* **SET PROBLEM**
Rewrite all the entries below as a numbered list, leaving out any blank lines.

* **INPUT DATA**

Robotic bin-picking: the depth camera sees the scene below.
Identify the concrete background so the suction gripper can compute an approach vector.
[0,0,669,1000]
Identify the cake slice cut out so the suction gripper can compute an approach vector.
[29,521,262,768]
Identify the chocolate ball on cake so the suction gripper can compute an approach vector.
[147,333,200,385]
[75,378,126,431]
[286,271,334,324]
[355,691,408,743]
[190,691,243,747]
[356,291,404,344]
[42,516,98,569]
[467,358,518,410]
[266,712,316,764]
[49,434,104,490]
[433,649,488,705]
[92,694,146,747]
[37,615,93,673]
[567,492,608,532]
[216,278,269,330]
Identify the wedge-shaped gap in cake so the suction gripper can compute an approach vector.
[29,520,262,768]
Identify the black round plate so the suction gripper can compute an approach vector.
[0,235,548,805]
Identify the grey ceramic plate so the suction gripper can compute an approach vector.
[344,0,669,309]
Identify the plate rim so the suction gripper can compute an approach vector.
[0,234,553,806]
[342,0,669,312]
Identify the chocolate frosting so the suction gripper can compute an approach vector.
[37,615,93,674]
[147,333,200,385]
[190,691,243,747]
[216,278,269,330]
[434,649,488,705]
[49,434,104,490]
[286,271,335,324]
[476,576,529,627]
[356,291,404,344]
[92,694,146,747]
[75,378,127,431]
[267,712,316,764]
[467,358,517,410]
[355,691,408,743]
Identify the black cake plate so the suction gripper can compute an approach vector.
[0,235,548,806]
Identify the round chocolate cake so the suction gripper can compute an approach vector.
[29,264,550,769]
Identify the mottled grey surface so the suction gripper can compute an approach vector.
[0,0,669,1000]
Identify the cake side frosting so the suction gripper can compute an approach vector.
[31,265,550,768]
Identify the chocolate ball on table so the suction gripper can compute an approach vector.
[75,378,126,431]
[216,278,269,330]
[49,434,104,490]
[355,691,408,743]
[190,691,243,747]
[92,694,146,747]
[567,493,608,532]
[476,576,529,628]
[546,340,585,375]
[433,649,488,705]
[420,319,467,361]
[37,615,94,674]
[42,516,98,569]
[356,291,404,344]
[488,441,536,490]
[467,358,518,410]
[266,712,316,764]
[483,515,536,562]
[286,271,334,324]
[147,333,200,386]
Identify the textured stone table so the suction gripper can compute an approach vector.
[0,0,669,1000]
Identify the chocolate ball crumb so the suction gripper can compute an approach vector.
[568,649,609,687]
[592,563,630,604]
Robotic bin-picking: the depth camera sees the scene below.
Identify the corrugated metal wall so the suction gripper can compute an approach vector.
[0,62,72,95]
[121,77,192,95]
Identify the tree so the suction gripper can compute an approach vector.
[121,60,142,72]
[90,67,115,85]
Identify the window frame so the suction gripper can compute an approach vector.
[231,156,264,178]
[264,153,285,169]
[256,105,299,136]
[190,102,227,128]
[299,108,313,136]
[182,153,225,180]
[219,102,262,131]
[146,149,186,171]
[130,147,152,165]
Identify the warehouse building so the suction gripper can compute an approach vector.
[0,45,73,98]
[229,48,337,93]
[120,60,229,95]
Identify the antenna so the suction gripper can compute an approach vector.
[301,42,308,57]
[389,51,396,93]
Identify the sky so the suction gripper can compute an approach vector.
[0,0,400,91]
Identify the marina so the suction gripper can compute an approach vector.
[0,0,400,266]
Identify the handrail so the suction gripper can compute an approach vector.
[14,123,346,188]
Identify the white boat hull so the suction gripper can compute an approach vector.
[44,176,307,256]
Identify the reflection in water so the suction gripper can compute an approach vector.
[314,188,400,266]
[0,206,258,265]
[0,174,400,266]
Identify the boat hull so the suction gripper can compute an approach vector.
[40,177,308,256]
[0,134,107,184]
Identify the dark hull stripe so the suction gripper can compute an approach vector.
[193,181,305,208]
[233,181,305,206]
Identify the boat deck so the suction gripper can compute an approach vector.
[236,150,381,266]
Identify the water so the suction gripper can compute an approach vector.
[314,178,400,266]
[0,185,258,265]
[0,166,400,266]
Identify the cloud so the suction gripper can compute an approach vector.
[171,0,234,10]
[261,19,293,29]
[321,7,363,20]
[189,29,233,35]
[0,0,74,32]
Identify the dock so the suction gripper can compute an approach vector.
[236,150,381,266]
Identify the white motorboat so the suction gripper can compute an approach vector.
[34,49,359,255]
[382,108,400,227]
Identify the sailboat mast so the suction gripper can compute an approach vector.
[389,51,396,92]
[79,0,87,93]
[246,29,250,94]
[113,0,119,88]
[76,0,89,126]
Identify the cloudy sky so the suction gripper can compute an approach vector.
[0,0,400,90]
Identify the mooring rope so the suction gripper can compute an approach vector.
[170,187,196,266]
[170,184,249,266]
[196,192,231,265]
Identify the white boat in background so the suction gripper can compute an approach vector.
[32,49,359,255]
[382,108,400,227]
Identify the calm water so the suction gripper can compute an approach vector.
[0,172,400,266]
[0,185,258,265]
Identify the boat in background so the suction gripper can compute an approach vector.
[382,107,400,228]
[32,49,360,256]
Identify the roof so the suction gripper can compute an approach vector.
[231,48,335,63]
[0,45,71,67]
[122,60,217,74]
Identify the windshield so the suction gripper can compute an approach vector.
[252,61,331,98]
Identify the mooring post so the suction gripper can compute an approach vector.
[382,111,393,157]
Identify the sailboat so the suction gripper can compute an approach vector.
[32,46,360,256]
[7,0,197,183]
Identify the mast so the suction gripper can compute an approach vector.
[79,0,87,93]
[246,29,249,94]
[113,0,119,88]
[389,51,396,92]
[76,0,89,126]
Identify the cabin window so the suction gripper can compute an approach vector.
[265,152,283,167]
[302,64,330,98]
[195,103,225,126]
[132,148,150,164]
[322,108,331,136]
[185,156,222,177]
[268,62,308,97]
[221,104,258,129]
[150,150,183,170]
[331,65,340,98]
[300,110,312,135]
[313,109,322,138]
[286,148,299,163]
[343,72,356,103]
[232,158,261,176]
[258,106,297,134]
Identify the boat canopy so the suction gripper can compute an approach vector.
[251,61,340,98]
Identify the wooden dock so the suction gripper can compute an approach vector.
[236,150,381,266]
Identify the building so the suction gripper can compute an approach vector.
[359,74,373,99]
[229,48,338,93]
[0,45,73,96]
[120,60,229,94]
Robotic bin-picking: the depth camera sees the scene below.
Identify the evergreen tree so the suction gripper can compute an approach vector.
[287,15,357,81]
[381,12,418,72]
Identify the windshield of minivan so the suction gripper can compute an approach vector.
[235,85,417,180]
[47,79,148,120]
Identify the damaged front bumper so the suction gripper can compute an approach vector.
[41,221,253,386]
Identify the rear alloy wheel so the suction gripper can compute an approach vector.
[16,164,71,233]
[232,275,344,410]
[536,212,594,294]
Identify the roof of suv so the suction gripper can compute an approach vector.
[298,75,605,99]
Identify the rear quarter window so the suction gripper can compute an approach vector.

* **OUTPUT FOR THIS EXERCISE**
1. Robotic bin-picking: the depth camera sees the scene below.
2. Identify the concrete background so the suction gripper can compute an approach vector.
3. [0,0,669,1000]
4. Identify the cake slice cut out so the suction gripper can compute an approach vector.
5. [29,521,262,768]
6. Identify the chocolate ball on cake so the suction gripper can compute an approach vector.
7. [147,333,200,385]
8. [75,378,126,431]
9. [286,271,334,324]
10. [355,691,408,743]
11. [190,691,243,747]
12. [356,291,404,344]
13. [42,516,98,569]
14. [467,358,518,410]
15. [266,712,316,764]
16. [49,434,104,490]
17. [433,649,488,705]
18. [92,694,146,747]
19. [37,615,93,673]
20. [567,492,608,532]
21. [216,278,269,330]
22. Identify the wedge-shaped gap in cake so the suction gripper can compute an approach vector.
23. [29,520,262,768]
24. Identify the black round plate so the suction gripper can compute an approach vector.
25. [0,235,548,805]
26. Identify the grey ceramic plate so the suction gripper can compute an approach vector.
27. [344,0,669,309]
28. Identify the plate rim so the suction gripper can compute an approach vector.
29. [0,234,553,806]
30. [342,0,669,312]
31. Identify the chocolate frosting so the suction gripper can compute an approach vector.
32. [37,615,93,674]
33. [147,333,200,385]
34. [190,691,243,747]
35. [216,278,269,330]
36. [434,649,488,705]
37. [49,434,104,490]
38. [286,271,335,324]
39. [476,576,529,627]
40. [356,291,404,344]
41. [92,694,146,747]
42. [75,378,127,431]
43. [267,712,316,764]
44. [467,358,517,410]
45. [355,691,408,743]
46. Identify the black cake plate so the suction gripper can compute an approach vector.
47. [0,235,548,806]
48. Identify the round chocolate cake so the suction gripper can compute an approach vector.
49. [29,264,550,769]
50. Identify the mottled grey surface so the suction gripper can compute an approach vector.
51. [0,0,669,1000]
52. Identify the cake side frosting so the suction gripper can compute an approach vector.
53. [31,265,550,768]
54. Identify the chocolate ball on table so the suction gripper can compute an approach vector.
55. [75,378,126,431]
56. [216,278,269,330]
57. [49,434,104,490]
58. [355,691,408,743]
59. [190,691,243,747]
60. [92,694,146,747]
61. [567,493,608,532]
62. [476,576,529,628]
63. [546,340,585,375]
64. [433,649,488,705]
65. [420,319,467,361]
66. [37,615,94,674]
67. [42,516,98,569]
68. [356,291,404,344]
69. [488,441,536,490]
70. [467,358,518,410]
71. [266,712,316,764]
72. [483,515,536,562]
73. [286,271,334,324]
74. [147,333,200,386]
75. Identify the textured stone table so the suction gripper can compute an approach vector.
76. [0,0,669,1000]
77. Identify the chocolate ball crumb so the suction gripper can compute an approach vector.
78. [568,649,609,687]
79. [592,563,630,604]
80. Robotic bin-picking: the depth camera sees the scene below.
81. Identify the corrugated metal wall so the suction gripper can compute an approach vector.
82. [0,62,72,95]
83. [121,77,192,95]
84. Identify the tree so the suction gripper can compute an approach vector.
85. [121,60,142,72]
86. [90,67,115,85]
87. Identify the window frame so the suction gripper can compute an approach vector.
88. [231,156,264,178]
89. [264,153,285,169]
90. [256,105,299,136]
91. [190,102,227,128]
92. [299,108,313,136]
93. [182,153,225,180]
94. [219,102,262,131]
95. [146,149,186,171]
96. [130,147,152,165]
97. Identify the warehouse building so the suction gripper can compute an approach vector.
98. [0,45,73,98]
99. [229,48,337,93]
100. [120,60,229,95]
101. Identify the antenna so the suction gripper can compute an approach vector.
102. [301,42,308,57]
103. [389,51,396,93]
104. Identify the sky so the suction gripper can compute an approach vector.
105. [0,0,400,91]
106. Identify the marina so the suction gripper can compute an approach vector.
107. [0,0,400,266]
108. Identify the handrail so the suction gripper can compute an approach vector.
109. [14,123,346,188]
110. Identify the white boat hull so the suction gripper can compute an approach vector.
111. [44,176,307,256]
112. Identify the reflection in water so the suction gripper can compute an approach vector.
113. [314,188,400,266]
114. [0,206,258,265]
115. [0,174,400,266]
116. Identify the boat hull so the suction gripper can compute an approach vector.
117. [40,177,308,256]
118. [0,134,107,184]
119. Identify the dark hull stripe so the suction gripper can compute an approach vector.
120. [193,181,305,208]
121. [233,181,305,206]
122. Identify the boat deck so the suction gripper can compute an approach vector.
123. [236,150,381,266]
124. Identify the water so the suction gripper can compute an approach vector.
125. [314,178,400,266]
126. [0,185,258,265]
127. [0,166,400,266]
128. Identify the cloud so the suction gripper can compute an approach vector.
129. [171,0,234,10]
130. [261,19,293,29]
131. [321,7,363,20]
132. [189,29,233,35]
133. [0,0,74,32]
134. Identify the dock so the suction gripper can compute an approach vector.
135. [236,150,381,266]
136. Identify the white motorboat so the suction gripper can compute an approach vector.
137. [34,49,359,255]
138. [382,108,400,227]
139. Identify the sailboat mast so the suction gripper can compute an approach vector.
140. [389,51,396,92]
141. [79,0,87,93]
142. [246,29,250,94]
143. [113,0,119,88]
144. [76,0,89,126]
145. Identify the cloudy sky so the suction gripper can compute an approach vector.
146. [0,0,400,90]
147. Identify the mooring rope so the suction gripper can compute an approach vector.
148. [170,187,196,266]
149. [170,184,249,266]
150. [196,192,231,265]
151. Identify the white boat in background so the suction gripper can compute an approach vector.
152. [32,49,359,255]
153. [382,108,400,227]
154. Identify the calm water so the suction gripper can compute an approach vector.
155. [0,172,400,266]
156. [0,185,258,265]
157. Identify the boat in background so the suction gripper can compute an approach vector.
158. [382,107,400,228]
159. [32,49,360,256]
160. Identify the roof so the suction gripper can compute an approach vector.
161. [231,48,335,63]
162. [0,45,71,67]
163. [122,60,217,74]
164. Identify the windshield so the suction gripper can compute an approach vector.
165. [252,61,331,98]
166. Identify the mooring post so the suction gripper can compute an approach vector.
167. [382,111,393,157]
168. Identify the sailboat so the suction gripper can compute an approach vector.
169. [32,46,360,256]
170. [7,0,197,183]
171. Identify the mast so the suction gripper can compute an approach vector.
172. [79,0,87,93]
173. [246,29,249,94]
174. [113,0,119,88]
175. [389,51,396,92]
176. [76,0,89,126]
177. Identify the cabin window so the suction gripper can compute an approach vector.
178. [265,152,283,167]
179. [302,64,330,98]
180. [195,103,225,126]
181. [132,148,150,164]
182. [322,108,331,136]
183. [185,156,222,177]
184. [268,62,308,97]
185. [221,104,258,129]
186. [150,150,183,170]
187. [331,65,340,98]
188. [300,110,312,135]
189. [313,109,322,138]
190. [286,148,299,163]
191. [343,72,356,103]
192. [232,158,261,176]
193. [258,106,297,134]
194. Identify the boat canopy so the suction gripper can compute an approach vector.
195. [251,61,340,98]
196. Identify the wooden dock so the suction gripper can compute an approach vector.
197. [236,150,381,266]
198. Identify the building so the suction gripper can compute an approach vector.
199. [359,74,373,99]
200. [229,48,338,93]
201. [0,45,73,96]
202. [120,60,229,94]
203. Robotic bin-picking: the depth camera sees the scene below.
204. Identify the evergreen tree so the suction gripper can compute an approach vector.
205. [287,15,357,81]
206. [381,12,418,72]
207. Identify the windshield of minivan so the suction gripper can compute an approach vector.
208. [235,85,417,180]
209. [47,79,148,120]
210. Identify the damaged front bumper so the suction gripper can compute an approach vector.
211. [41,221,253,386]
212. Identify the rear alloy wheel so the suction gripper can compute an approach vector.
213. [16,164,71,233]
214. [232,275,344,410]
215. [536,212,594,294]
216. Identify the roof of suv so the suction gripper can compute an approach vector.
217. [298,75,605,99]
218. Identify the rear quarter window so the suction gripper can compute an approach vector.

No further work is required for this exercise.